● **Work to be completed**
Set down every entry exactly as it was written.

● **Material for this exercise**
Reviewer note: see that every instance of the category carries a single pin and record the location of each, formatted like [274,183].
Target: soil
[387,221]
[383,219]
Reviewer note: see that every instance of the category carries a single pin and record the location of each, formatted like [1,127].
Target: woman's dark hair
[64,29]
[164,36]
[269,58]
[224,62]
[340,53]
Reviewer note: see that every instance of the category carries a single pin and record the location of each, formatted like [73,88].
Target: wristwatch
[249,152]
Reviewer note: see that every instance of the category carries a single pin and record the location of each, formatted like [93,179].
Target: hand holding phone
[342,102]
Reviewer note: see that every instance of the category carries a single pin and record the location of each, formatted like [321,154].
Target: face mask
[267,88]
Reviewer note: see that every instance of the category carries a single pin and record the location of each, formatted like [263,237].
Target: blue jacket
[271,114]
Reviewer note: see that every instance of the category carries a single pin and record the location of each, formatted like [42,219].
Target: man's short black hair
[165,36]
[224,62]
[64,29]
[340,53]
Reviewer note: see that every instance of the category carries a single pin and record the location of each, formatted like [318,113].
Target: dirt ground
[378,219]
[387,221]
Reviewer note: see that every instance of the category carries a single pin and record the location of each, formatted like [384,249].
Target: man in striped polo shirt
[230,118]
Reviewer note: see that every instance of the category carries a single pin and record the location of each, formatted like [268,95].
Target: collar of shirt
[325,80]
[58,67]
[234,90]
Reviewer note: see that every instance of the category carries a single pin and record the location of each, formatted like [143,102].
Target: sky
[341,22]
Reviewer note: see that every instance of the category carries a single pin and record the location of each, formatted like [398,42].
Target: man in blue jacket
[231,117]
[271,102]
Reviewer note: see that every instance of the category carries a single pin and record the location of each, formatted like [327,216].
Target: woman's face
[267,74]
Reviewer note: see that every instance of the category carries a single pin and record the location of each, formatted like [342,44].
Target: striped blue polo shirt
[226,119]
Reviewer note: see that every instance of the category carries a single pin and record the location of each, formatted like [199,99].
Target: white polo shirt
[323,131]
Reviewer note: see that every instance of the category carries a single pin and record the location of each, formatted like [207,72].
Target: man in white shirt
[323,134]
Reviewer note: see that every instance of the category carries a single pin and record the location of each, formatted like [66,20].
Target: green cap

● **Your solution**
Reviewer note: see that every instance of the category carries a single pin and record the location of each, formatted like [274,183].
Target: soil
[387,221]
[383,219]
Reviewer note: see that every instance of the category carries a single pin and record the location of each, formatted like [1,127].
Target: woman's dark hair
[64,29]
[164,36]
[269,58]
[224,62]
[340,53]
Reviewer note: see that every instance of the category carries a single pin and record the location of each, formatted like [73,88].
Target: wristwatch
[249,152]
Reviewer note: see that every instance of the category carries a single pin and record the location of each, formatted like [93,179].
Target: hand holding phone
[342,102]
Reviewer note: see that every instance of the category carries a single pin and record the location of each, formatted like [321,154].
Target: face mask
[267,88]
Reviewer note: see that every instance of the category carries a single pin and record the location of each, formatted like [263,237].
Target: blue jacket
[271,114]
Reviewer note: see that every instance of the category carries a single pin and record the location of each, formatted like [42,219].
Target: man's short black hair
[165,36]
[224,62]
[64,29]
[340,53]
Reviewer note: see that every instance of the category carries a single pin and record the location of each, formatted like [318,113].
Target: dirt ground
[378,219]
[387,221]
Reviewer note: see that every instance of the category carries a single pin and record the location of each, formatted like [384,249].
Target: man in striped polo shirt
[230,118]
Reviewer note: see that every instance of the category carries a single pin and record the location of each, formatted like [268,95].
Target: collar of shirt
[325,80]
[58,67]
[234,90]
Reviewer note: see that every instance of the category carries a single pin and record the location of each, formatted like [143,102].
Target: sky
[341,22]
Reviewer note: see that every instance of the category carries a single pin and record the location of each, formatted like [398,42].
Target: man in blue jacket
[231,117]
[271,102]
Reviewer note: see that every instance of the category carries a single pin and record the location of each, formatted like [327,216].
Target: woman's face
[267,74]
Reviewer note: see that every instance of the category carries a single pin and record the location of each, formatted like [342,44].
Target: striped blue polo shirt
[226,119]
Reviewer note: see that every instance of the category carries a single pin and record the location of each, formatted like [199,99].
Target: white polo shirt
[323,131]
Reviewer note: see that every instance of the category carries a single pin and record the location of each, formatted like [207,72].
Target: man in white shirt
[323,134]
Reviewer note: see that every instance of the category carries a single pin and record the location of each, formatted like [66,20].
Target: green cap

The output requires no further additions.